## [Texte à lire]
====================

Un souffle généreux anime notre jeune et prévoyante démocratie, avide de justice et de bonté. Or, ayant déjà employé au service des âmes, encore intactes et pures, qu’elle s’est donné pour mission de « former », les lumières de la pédagogie moderne, elle ne pouvait pas ne pas les mettre aussi au service des âmes déformées ou dévoyées qui ont le plus pressant besoin d’être « réformées » ou « redressées ». L’école devait donc pénétrer dans la prison.

C’est cette œuvre d’hygiène sociale, de sécurité, de justice et d’humanité, que je voudrais faire connaître à tous ceux qui, par profession ou par goût, s intéressent à l’école laïque, à ses obligations complexes et à ses multiples ramifications.

Avec une spontanéité et un libéralisme que l’on ne saurait trop louer, l’Administration pénitentiaire française s’est déjà préoccupée de ce problème. Mais elle a besoin, dans chaque circonscription pénitentiaire, dans chaque ville même où se trouve une prison, d’une légion de collaborateurs dévoués, éclairés, et possédant des connaissances et des idées directrices spéciales. Ce sont ces idées que je vais exposer en les tirant de l’observation directe des faits, ce sont ces collaborateurs que je vais m’efforcer de lui gagner en m’adressant plus spécialement à tous mes collègues de l’Enseignement primaire, du haut en bas de l’échelle.

====================

## [Extraits de la liste]
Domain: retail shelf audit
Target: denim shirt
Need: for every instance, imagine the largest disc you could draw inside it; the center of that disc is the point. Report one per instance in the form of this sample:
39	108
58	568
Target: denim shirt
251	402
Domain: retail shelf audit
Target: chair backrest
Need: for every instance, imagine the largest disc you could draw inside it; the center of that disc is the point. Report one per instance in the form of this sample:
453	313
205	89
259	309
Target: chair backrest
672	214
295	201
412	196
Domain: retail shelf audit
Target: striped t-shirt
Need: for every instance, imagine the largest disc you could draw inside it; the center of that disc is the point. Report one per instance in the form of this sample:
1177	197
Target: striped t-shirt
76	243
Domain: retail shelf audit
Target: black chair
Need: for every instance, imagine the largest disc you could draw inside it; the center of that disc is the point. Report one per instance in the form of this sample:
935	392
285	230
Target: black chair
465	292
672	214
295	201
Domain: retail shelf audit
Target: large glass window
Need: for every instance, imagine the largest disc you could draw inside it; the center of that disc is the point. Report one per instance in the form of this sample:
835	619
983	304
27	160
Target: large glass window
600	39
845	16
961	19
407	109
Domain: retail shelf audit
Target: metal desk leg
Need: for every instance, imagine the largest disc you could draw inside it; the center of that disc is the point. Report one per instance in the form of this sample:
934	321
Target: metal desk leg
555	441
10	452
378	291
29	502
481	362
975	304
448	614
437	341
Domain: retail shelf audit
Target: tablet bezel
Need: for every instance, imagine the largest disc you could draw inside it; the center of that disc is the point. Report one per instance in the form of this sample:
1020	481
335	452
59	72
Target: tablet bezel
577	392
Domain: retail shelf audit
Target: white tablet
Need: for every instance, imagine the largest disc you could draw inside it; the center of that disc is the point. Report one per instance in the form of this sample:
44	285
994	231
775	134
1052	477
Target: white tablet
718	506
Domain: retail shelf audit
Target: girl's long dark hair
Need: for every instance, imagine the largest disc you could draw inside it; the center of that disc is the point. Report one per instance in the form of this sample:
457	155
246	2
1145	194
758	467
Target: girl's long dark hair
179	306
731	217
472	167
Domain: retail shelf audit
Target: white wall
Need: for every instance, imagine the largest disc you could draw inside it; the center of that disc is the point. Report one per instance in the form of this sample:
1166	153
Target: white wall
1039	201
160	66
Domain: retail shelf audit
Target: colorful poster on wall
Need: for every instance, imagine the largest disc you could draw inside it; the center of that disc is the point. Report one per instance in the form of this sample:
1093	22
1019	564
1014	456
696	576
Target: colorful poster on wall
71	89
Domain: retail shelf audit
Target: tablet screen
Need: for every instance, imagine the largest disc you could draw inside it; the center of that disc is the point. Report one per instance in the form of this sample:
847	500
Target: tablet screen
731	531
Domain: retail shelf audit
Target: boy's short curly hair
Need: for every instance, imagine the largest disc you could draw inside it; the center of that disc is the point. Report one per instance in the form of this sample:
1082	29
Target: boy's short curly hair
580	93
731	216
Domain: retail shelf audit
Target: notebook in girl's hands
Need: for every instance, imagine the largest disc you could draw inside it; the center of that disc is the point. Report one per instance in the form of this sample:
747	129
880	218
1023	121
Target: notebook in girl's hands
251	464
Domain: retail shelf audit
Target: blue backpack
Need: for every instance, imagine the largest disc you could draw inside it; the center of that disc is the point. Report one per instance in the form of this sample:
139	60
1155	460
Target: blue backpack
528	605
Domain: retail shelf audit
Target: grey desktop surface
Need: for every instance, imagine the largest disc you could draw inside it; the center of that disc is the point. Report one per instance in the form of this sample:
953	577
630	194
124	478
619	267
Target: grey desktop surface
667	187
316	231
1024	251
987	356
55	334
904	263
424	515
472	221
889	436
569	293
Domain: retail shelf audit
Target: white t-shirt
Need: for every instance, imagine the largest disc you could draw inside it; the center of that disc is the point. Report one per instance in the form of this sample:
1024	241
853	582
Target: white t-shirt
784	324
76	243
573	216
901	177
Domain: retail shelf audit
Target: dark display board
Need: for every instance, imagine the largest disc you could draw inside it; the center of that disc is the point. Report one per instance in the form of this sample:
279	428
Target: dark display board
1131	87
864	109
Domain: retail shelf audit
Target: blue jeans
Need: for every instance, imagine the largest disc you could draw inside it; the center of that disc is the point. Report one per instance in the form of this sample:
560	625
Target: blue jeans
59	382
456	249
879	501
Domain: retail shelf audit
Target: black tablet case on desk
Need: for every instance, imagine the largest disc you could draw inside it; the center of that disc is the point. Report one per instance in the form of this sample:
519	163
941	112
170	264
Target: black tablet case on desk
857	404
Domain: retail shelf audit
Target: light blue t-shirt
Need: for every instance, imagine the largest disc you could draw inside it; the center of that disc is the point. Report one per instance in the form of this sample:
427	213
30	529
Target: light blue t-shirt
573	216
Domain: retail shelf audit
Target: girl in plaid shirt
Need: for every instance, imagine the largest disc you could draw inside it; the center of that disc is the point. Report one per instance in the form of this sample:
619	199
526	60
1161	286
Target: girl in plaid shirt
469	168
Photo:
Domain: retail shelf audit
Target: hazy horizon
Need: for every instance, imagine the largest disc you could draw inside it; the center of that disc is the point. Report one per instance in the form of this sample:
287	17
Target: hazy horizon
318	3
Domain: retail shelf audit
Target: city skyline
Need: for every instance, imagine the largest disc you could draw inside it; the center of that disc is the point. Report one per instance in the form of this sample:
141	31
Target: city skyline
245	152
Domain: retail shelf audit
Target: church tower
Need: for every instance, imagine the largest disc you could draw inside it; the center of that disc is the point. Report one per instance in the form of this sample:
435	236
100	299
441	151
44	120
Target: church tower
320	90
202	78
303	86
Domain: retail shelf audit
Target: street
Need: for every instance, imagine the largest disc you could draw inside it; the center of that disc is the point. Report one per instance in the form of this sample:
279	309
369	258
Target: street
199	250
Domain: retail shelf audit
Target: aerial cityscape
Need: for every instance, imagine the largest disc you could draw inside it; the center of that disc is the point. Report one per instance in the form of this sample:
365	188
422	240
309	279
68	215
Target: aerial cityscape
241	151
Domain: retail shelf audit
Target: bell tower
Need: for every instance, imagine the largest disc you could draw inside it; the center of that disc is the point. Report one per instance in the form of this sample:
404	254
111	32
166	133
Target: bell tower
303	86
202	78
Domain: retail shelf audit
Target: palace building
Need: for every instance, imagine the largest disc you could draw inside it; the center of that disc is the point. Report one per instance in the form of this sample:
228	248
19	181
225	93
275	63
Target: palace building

====================

## [Travail à faire]
1 – D'après le texte sur l'école dans la prison, de quoi l'Administration pénitentiaire a-t-elle besoin dans chaque circonscription pénitentiaire ?
2 – Poursuivez, s'il vous plaît, le texte sur l'école dans la prison à partir de sa dernière phrase.
La liste ne joue aucun rôle dans ce travail.

## [En réponse]
1 – D'une légion de collaborateurs dévoués, éclairés, et possédant des connaissances et des idées directrices spéciales.

2 –
On ne peut maîtriser, au premier abord, un mouvement de surprise en lisant ces deux mots juxtaposés : école et prison. Les idées qu’ils évoquent sont, en effet, si différentes ! Disposition extérieure et intérieure, élèves et maîtres, origine, occupations, attitude, existence des uns et des autres, il n’y a rien dans l’école qui puisse rappeler ces bâtiments sombres, entourés de murs élevés, divisés en cellules grillées, où gronde sourdement la haine de malheureux, envieux et révoltés, qui ont perdu la gaîté, l’honneur, la liberté.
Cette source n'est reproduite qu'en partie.